Task brief: Retype everything in the piece on FizzPo from "FizzPo: A poetry" down to "pretty fucking rad.", word for word.

Excerpt to read:
━━━━━━━━━━━━━━━━━━━━

Friday, April 28, 2006

FizzPo



FizzPo: A poetry that constantly reaches the precipice of off(s)ense -- a state that so thoroughly overloads the senses and sensibilities that it offs them -- but instead of crossing into it, reroutes the whole approach.

This is a poetry that meshes with a very modern style of interaction, wherein we skim for what slices us, but abandon the blade once we receive the signal. We're not even left with a paper cut. We're left with that white smudge of heat. A poetry that operates through hyperlinks, so hyper it never actually links.

This is an abstract structure, this essential "99.9% bang + abandon" equation that underpins FizzPo. You can orient this effect around the line, and from there, the line as any combination of visual or sonic unit. Or you could abandon the line. It doesn't really matter. But consider: to coax the archaic line into such magic, that's pretty fucking rad.

And it is important to accept and indulge in your colonization of feelings and source gunk. You blaze into the house, start to redecorate it, and right before it gets amazing, you go on to the next house. In this way you produce one hell of a neighborhood. This is a poetry of strange neighbors, disunited and still sworn together. We're not out in the woods, building new houses while everyone gawks. We're using what we're among.

━━━━━━━━━━━━━━━━━━━━

Records supplied:
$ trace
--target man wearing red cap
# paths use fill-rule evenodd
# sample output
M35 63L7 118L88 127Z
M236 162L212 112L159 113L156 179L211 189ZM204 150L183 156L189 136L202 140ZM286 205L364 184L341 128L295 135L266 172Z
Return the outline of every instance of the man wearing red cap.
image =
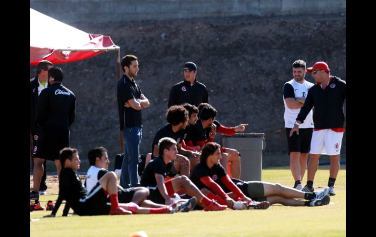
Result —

━━━━━━━━━━━━━━━━━━━━

Result for this exercise:
FizzPo: A poetry that constantly reaches the precipice of off(s)ense -- a state that so thoroughly overloads the senses and sensibilities that it offs them -- but instead of crossing into it, reroutes the whole approach.

This is a poetry that meshes with a very modern style of interaction, wherein we skim for what slices us, but abandon the blade once we receive the signal. We're not even left with a paper cut. We're left with that white smudge of heat. A poetry that operates through hyperlinks, so hyper it never actually links.

This is an abstract structure, this essential "99.9% bang + abandon" equation that underpins FizzPo. You can orient this effect around the line, and from there, the line as any combination of visual or sonic unit. Or you could abandon the line. It doesn't really matter. But consider: to coax the archaic line into such magic, that's pretty fucking rad.